--- BEGIN ARTICLE ---

ARCSS October 1999 ARCSS Committee Meeting

Sunday, 24 October 1999 to Monday, 25 October 1999
Virginia Beach, Virginia

The Arctic System Science (ARCSS) Committee (AC) met in Virginia Beach, VA, on 24-25 October 1999, following the Ocean-Air-Ice Interactions (OAII) All-Hands Meeting. A listing of participants at the AC Meeting follows this summary of the meeting.


The AC provides guidance to the ARCSS Program and acts as a liaison between the program and the arctic research community. At their 1999 meeting, the AC assessed progress on two evolving research agendas in ARCSS:

  1. Interactions between global and arctic systems; and,
  2. Assessments of the effects of global changes on Arctic and sub-Arctic regions.

The following people briefed the AC:

  1. Jamie Morison on Study of the Environmental Arctic Change (SEARCH).
  2. Lou Codispoti on Western Arctic Shelf-Basin Interactions (SBI),
  3. Fae Korsmo on NSF Education Programs,
  4. Mike Ledbetter on ARCSS, Biocomplexity, Long-term Observatories, and Human Dimensions of the Arctic System (HARC).
  5. Mark Serreze on the role of SEARCH and SBI in contributing to the goals of the World Climate Research Programme (WCRP) Arctic Climate System Study (ACSYS) and Cryosphere and Climate (CLIC) initiatives.

In light of these briefings, the AC discussed ideas for improving extrapolation, integration, and prediction in the ARCSS program, developed action items to advance the evolving research agenda, particularly in light of relevant programs now developing, such as SEARCH, and outlined follow-up action items on the initiatives developed at the 1998 meeting:

  1. PARCS/LAII integration,
  2. Hydrology;
  3. Post-doctoral support for integrative modeling.

ARCSS Committee Meeting Summary and Action Items


Study of the Environmental Arctic Change (SEARCH) is a broad new initiative that offers excellent opportunities for integration across components of ARCSS. For SEARCH to have an effective integrating role, it is essential to identify hypothesized connections between the observed pattern of ocean and atmospheric conditions that form the core of SEARCH and the physical, natural, and social components of systems under study in the other ARCSS initiatives. The AC developed a consensus on the relationship of SEARCH to the existing ARCSS Program and its components, as follows:

  • SEARCH is best seen as an ARCSS-wide initiative rather than an OAII initiative (Lou Codispoti, chair of the OAII Science Steering Committee (SSC) agrees).
  • The AC should be involved in the development and implementation of SEARCH.

--- END ARTICLE ---
--- BEGIN DATASET EXTRACT ---

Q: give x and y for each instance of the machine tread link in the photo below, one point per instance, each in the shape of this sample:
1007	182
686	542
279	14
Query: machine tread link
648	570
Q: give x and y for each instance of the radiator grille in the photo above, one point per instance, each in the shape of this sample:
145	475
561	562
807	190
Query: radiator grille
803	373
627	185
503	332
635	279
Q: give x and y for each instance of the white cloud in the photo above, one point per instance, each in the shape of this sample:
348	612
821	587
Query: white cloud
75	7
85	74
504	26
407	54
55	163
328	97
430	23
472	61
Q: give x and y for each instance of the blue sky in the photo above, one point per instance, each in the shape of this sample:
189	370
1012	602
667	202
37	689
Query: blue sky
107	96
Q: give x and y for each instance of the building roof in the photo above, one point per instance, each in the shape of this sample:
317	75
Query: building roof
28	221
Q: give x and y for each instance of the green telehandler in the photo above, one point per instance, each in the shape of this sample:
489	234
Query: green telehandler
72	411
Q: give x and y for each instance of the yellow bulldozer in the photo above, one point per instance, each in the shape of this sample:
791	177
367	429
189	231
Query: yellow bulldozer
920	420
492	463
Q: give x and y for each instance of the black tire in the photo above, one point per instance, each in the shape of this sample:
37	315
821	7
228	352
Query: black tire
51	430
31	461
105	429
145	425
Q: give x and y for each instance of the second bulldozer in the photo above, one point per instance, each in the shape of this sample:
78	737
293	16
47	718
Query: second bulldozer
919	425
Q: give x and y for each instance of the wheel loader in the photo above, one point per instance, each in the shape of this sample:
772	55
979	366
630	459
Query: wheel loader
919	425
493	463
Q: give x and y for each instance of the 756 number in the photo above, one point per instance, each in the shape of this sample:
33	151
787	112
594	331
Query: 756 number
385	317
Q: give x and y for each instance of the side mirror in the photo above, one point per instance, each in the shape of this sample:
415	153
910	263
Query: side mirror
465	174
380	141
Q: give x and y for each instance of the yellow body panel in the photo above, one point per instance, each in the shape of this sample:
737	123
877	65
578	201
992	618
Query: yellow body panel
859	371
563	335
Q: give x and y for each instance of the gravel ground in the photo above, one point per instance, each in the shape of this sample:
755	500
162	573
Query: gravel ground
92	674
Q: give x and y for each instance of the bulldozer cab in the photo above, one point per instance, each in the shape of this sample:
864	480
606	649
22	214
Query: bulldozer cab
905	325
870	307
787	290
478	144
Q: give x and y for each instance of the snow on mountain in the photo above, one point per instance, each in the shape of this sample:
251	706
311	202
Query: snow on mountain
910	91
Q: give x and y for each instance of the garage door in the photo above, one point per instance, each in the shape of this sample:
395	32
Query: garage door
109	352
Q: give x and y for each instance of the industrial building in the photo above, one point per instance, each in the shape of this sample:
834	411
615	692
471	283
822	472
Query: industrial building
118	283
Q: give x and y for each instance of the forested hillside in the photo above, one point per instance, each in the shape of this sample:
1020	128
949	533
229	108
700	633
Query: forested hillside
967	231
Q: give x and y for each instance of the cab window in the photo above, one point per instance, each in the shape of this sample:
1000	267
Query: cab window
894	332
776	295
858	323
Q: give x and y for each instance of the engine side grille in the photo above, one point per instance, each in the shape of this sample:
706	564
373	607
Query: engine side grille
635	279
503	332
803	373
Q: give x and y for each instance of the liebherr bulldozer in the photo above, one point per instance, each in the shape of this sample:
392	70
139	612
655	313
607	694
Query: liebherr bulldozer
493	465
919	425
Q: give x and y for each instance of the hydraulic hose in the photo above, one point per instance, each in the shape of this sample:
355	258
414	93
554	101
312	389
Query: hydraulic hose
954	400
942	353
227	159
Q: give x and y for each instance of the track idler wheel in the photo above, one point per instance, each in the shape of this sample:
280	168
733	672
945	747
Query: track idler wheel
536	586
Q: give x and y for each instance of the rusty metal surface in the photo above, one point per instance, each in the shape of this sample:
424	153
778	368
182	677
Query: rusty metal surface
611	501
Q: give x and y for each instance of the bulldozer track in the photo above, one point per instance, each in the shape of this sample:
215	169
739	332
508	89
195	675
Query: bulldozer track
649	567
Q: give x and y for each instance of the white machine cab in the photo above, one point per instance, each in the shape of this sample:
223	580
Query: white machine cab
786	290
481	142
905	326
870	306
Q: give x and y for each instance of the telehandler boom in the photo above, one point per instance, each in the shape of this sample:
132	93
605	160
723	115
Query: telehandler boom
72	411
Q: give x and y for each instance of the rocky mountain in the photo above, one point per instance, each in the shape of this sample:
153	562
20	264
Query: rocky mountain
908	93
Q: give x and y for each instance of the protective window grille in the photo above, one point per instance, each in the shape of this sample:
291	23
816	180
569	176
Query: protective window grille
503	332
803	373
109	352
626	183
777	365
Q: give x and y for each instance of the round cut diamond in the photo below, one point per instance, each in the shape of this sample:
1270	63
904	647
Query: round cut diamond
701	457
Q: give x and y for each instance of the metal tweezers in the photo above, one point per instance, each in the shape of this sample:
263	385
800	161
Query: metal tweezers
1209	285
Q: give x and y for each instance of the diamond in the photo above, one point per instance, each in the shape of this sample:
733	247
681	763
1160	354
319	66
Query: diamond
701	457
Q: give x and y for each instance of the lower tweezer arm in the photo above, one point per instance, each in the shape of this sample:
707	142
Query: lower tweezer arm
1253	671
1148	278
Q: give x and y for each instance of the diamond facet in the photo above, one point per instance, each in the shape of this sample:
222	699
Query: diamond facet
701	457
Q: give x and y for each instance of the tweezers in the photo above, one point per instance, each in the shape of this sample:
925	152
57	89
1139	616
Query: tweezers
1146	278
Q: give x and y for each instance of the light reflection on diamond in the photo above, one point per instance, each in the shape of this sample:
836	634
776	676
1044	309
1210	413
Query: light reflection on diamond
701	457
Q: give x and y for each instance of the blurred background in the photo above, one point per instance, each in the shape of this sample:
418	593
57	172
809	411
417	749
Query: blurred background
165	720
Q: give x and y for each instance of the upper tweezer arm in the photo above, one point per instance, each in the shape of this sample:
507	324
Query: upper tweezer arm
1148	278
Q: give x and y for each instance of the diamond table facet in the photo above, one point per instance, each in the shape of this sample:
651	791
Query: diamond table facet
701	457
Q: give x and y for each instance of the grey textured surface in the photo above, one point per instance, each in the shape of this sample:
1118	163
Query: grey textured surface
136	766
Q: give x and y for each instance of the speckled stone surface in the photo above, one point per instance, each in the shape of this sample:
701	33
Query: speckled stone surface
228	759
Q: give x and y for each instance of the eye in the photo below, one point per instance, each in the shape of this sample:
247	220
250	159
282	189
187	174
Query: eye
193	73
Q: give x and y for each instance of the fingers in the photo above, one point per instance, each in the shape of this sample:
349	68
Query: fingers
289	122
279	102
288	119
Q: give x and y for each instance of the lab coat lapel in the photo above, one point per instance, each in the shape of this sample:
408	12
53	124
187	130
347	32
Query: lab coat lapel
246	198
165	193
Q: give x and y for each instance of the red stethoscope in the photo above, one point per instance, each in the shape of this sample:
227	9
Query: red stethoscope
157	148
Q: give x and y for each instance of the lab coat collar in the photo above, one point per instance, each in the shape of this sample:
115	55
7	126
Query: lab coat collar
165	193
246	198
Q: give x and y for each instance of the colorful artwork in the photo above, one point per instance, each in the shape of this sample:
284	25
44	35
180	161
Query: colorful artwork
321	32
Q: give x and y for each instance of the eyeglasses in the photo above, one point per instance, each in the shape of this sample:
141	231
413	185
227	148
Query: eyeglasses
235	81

--- END DATASET EXTRACT ---

EXERCISE 1: Name everyone who briefed the committee, according to the ARCSS meeting summary.
EXERCISE 2: Continue the ARCSS meeting summary after its last bullet point.

RESULT 1: Jamie Morison, Lou Codispoti, Fae Korsmo, Mike Ledbetter, Mark Serreze

RESULT 2:
  • The AC should coordinate the involvement of ARCSS component SSCs in SEARCH. The first step is to ask SSCs to identify hypothesized connections between the core pattern of ocean-atmospheric conditions under study in SEARCH and physical, natural, and social systems under study in each other initiative (e.g. within SBI, ATLAS, PARCS, HARC, SHEBA, RAISE)
  • SEARCH and SBI are now discussed as contributing programs in the ACSYS Implementation Plan and the CLIC Science and Coordination plan (see The goal of this effort is to foster better international coordination with SEARCH activities.
  1. ACTION: The AC will alert all SSCs to opportunities presented by SEARCH, ask them to review the draft science plan, and to provide a set of hypotheses to be incorporated in the SEARCH science plan.
  2. ACTION: Ask Jamie to notify community via Arctic Info announcement when the draft plan science plan is ready for the entire arctic community to review.


Biocomplexity in the Environment (BE) is a new NSF initiative, which includes both ongoing programs and focused initiatives designed to foster research and education on the complex interdependencies among the elements of specific environmental systems and interactions of different types of systems. For example, the ARCSS Program, as part of the U.S. Global Change Research Program, is described as an ongoing program under Biocomplexity in the Environment. Three overlapping and interactive categories of research activity describe NSF¹s ongoing efforts related to environmental sciences:

  • Global and Environmental Change,
  • Environment and the Human Dimension, and
  • Biodiversity and Ecosystems Dynamics.

In addition to the ongoing Biocomplexity programs, the Director of NSF is spearheading new initiatives in Biocomplexity (note that this is new money, not a reallocation of money). In FY 99, the Biocomplexity initiative (total $11 million) focused on the role of microorganisms in complex systems. In FY 2000, NSF is expected to develop a focused Biocomplexity initiative to improve understanding of the complex interdependencies among living organisms and the environments that affect, sustain, and are modified by them. The multidisciplinary biocomplexity initiative will emphasize enhancing analytical and predictive capabilities in the study of environmental systems. $50 million for the Biocomplexity initiative was included in the FY2000 Congressional appropriation for NSF. For more information on Biocomplexity in the Environment, see the NSF web site

Many ARCSS questions lend themselves to the biocomplexity theme. To highlight two at widely different scales:

  • Under what conditions do changes in Arctic freshwater significantly alter climates of sub-Arctic sea regions, thereby affecting world fisheries and other key components of natural and social systems?
  • What are the contributions of climate change and contaminants to pathologies in animals harvested by Native subsistence hunters?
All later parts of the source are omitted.